WHAT TO PRODUCE »
Continue the figure legends on fractional calcium current in glutamate receptor subtypes, starting right after their final sentence.

PAGE TEXT »
*** Begin section ***

Figure 2. Voltage dependence of P_f measurements in GluR subtypes

A, mean P_f values measured in GluR subtypes over a wide voltage range (n > 5). Voltages are relative to V_rev. The lines are predicted P_f values, using eqn (1), with P_Ca/P_Na derived from the P_f measurement either at −60 mV (continuous line), or at −20 mV (dashed line; see Table 1). B, average P_Ca/P_Na derived from P_f values measured at different membrane potentials (only P_f values greater than 2% were included in this plot). The continuous lines are fits of the relationship P_Ca/P_Na(V) = P_Ca/P_Na(V_rev) × exp(VzδF/RT), where P_Ca/P_Na(V_rev) is the estimated P_Ca/P_Na at the reversal potential and zδ is the voltage dependence of the process. For non-NMDAR channels, P_Ca/P_Na was fitted only at potentials positive to −60 mV where a clear voltage dependence existed. P_Ca/P_Na(V_rev) and zδ were: 1.50, 0.41 for GluR-A(Q) (○); 1.40, 0.40 for GluR-B(Q) (⊙, lower); 2.10, 0.32 for GluR-B(N) (⊙, upper); and 0.63, 0.18, for GluR-6(Q).

Figure 3. Concentration dependence of P_f measurements in GluR subtypes

A, mean P_f values, at −60 mV to the reversal potential, in cells expressing NR1-NR2A, GluR-A(Q) or GluR-6(Q) channels (n > 4). The continuous lines through the points are fitted Hill equations (P_f,max/(1 + (K_0.5/[Ca²⁺])^nH)) where P_f,max is the maximal P_f, K_0.5 the half-maximal response, and n_H the Hill coefficient. For all fits, the Hill coefficient was around 1. The fits yielded P_f,max and K_0.5 of approximately: 90%, 10 mm for NR1-NR2A; 100%, 57 mm for GluR-A(Q); and 34%, 28 mm for GluR-6(Q). Measurements at −20 mV were not made for all concentrations (see B) so comparable fits could not be made. B, average P_Ca/P_Na derived using eqn (1) from P_f values measured at −60 mV (□; shown in A) or at −20 mV (⋄). The continuous lines are the average of the P_Ca/P_Na values measured around physiological concentrations (1 and 1.8 mm Ca²⁺) and were, at −60 and −20 mV: 3.1, 3.1 for NR1-NR2A; 0.68, 1.10 for GluR-A(Q); and 0.49, 0.57 for GluR-6(Q).

*** End section ***

GIVEN ENTRIES »
*** Begin section ***

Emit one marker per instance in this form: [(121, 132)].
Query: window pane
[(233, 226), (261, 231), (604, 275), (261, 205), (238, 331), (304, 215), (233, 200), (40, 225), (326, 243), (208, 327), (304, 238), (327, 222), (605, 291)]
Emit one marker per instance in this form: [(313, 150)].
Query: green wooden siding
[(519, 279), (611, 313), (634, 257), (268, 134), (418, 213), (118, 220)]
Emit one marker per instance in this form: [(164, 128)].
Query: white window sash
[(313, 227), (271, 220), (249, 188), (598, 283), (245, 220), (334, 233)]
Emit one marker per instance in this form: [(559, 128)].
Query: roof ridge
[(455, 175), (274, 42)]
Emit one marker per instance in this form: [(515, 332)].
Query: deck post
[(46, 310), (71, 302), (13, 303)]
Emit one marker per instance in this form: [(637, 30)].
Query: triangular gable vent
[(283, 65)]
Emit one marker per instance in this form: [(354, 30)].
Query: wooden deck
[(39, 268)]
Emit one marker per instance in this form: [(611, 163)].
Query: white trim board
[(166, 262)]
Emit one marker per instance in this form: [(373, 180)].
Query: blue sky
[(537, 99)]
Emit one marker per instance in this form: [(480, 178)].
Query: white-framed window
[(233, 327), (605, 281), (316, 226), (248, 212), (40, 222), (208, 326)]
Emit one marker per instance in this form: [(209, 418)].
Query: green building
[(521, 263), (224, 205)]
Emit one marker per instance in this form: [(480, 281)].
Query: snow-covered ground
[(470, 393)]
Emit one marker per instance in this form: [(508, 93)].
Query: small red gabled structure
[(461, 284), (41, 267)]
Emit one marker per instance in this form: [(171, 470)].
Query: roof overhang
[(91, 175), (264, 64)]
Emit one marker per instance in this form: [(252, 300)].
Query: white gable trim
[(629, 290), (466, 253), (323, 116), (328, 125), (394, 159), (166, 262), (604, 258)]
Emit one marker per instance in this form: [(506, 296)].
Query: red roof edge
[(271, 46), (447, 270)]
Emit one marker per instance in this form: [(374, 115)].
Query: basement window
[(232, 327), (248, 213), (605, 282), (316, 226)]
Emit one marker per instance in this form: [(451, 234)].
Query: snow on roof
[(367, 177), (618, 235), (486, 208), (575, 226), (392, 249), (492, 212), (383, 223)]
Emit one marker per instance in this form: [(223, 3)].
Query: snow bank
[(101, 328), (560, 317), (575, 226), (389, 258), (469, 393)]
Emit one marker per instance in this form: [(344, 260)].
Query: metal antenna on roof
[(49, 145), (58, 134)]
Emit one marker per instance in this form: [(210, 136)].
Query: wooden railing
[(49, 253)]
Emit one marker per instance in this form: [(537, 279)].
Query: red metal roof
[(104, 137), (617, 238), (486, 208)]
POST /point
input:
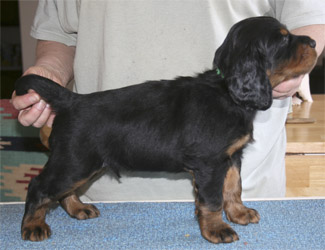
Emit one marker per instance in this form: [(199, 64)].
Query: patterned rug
[(22, 155)]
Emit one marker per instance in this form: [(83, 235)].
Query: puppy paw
[(35, 232), (85, 212), (242, 215), (219, 233)]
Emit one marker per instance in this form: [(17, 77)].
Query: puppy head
[(258, 54)]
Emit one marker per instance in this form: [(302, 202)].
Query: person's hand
[(287, 88), (32, 109)]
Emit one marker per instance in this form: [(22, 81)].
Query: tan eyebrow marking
[(284, 32)]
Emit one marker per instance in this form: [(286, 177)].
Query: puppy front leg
[(33, 225), (209, 207), (235, 210)]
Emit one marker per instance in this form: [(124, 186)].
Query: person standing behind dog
[(111, 44)]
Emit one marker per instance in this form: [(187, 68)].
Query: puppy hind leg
[(33, 226), (235, 210), (53, 184)]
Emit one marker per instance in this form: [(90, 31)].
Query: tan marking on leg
[(33, 226), (238, 144), (235, 210), (76, 209), (213, 228)]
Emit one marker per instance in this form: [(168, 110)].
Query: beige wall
[(27, 10)]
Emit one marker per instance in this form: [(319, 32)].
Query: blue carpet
[(297, 224)]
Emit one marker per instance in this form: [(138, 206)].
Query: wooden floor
[(305, 160)]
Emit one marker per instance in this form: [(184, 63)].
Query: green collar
[(219, 73)]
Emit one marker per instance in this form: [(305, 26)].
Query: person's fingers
[(42, 119), (49, 122), (30, 115), (25, 101)]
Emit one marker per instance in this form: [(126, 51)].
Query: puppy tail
[(57, 96)]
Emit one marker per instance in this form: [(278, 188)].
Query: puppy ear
[(248, 83)]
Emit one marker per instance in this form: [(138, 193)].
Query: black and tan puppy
[(198, 124)]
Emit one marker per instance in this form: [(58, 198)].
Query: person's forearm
[(316, 32), (56, 57)]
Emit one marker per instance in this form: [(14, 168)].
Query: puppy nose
[(312, 43)]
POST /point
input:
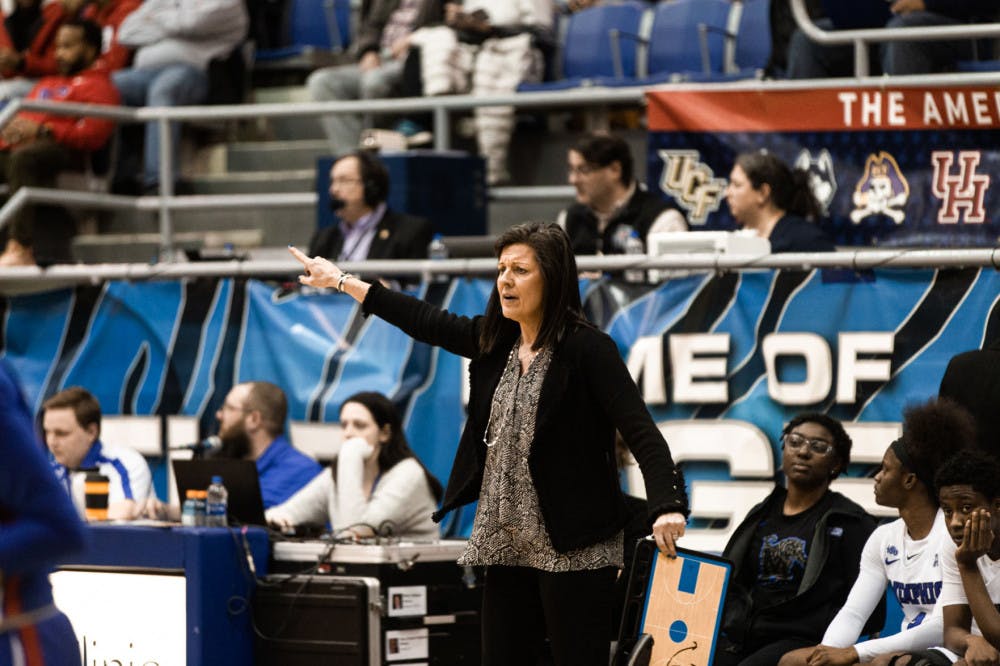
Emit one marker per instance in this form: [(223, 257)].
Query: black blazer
[(586, 395), (973, 381), (397, 236)]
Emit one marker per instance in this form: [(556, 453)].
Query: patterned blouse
[(509, 529)]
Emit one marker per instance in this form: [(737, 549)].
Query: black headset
[(374, 177)]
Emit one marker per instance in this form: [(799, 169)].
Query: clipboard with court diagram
[(681, 603)]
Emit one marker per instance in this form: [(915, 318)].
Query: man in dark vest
[(610, 203)]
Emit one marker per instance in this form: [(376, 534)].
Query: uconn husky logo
[(822, 180), (691, 183), (882, 190), (779, 559), (961, 191)]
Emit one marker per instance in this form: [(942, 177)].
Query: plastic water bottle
[(216, 504), (634, 246), (437, 250), (189, 510)]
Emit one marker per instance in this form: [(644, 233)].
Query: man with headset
[(366, 228)]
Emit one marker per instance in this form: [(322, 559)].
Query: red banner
[(854, 108)]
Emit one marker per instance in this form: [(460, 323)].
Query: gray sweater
[(183, 31), (401, 496)]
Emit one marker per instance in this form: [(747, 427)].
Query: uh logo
[(961, 191)]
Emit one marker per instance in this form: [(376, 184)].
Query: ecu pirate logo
[(882, 190), (691, 183)]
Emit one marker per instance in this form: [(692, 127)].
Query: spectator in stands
[(367, 228), (381, 47), (28, 45), (548, 391), (972, 379), (776, 202), (487, 48), (36, 145), (969, 492), (610, 202), (375, 484), (72, 425), (252, 427), (902, 554), (776, 601), (174, 40), (40, 528), (810, 60), (109, 14)]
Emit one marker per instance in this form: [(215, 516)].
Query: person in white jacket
[(174, 40), (374, 486), (904, 554)]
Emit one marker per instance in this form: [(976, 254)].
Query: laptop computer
[(677, 602), (856, 14), (240, 478)]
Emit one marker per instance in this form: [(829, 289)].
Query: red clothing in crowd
[(91, 86), (40, 57), (111, 15)]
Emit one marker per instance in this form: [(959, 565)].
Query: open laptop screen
[(240, 478)]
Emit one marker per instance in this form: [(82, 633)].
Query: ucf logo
[(691, 183), (962, 191), (882, 190)]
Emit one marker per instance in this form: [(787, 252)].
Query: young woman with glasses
[(903, 554), (796, 553)]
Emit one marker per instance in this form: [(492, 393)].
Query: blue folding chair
[(591, 49)]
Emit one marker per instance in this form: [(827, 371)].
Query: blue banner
[(714, 354)]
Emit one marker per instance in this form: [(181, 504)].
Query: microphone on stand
[(207, 445)]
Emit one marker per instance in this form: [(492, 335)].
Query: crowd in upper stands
[(167, 53)]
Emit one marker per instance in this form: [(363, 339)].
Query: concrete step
[(275, 155), (301, 180)]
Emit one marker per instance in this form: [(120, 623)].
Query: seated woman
[(796, 553), (902, 554), (375, 485), (776, 202)]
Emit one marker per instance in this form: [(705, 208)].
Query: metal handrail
[(33, 277), (165, 203), (862, 38)]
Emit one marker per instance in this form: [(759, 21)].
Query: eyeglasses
[(820, 447), (582, 169), (344, 181)]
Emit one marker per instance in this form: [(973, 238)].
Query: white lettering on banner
[(688, 369), (852, 369), (819, 367), (645, 364), (699, 366), (964, 191)]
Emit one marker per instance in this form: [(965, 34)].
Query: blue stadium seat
[(313, 25), (687, 41), (752, 42), (600, 44)]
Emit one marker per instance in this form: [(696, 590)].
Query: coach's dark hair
[(603, 150), (561, 307), (841, 440)]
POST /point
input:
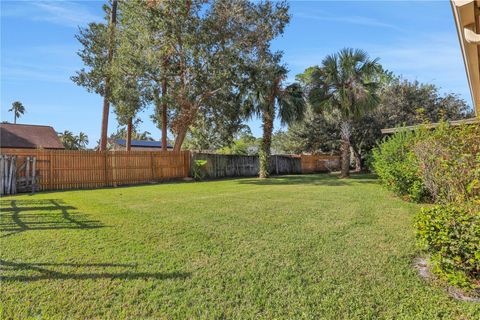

*** End section ***

EXERCISE RESPONSE »
Figure 6. P_f measurements in low extracellular Na⁺

A, mean P_f values measured in low extracellular Na⁺. Cells were bathed in a solution containing 1.8 mm Ca²⁺, 20 mm Na⁺ and 120 mm NMDG⁺. Values were measured at −60 mV. The number of cells recorded was, from left to right, 4, 3, 3. B, comparison of P_Ca/P_Na values derived from P_f measurements at −60 mV either in 143.5 mm Na⁺ or in 20 mm Na⁺.

Figure 7. Divalent cation permeability in GluR subtypes

Mean permeability ratios, P_D/P_Cs, for different divalent ions in the GluR subtypes (n > 3). The divalent ions tested included Ca²⁺ (○), Ba²⁺ (•), Sr²⁺ (□), Mg²⁺ (▪) and Co²⁺ (▵). For GluR-6(Q), only Ca²⁺ and Mg²⁺ could be measured at 10 mm because of the very negative reversal potential and the small current size in the test solution.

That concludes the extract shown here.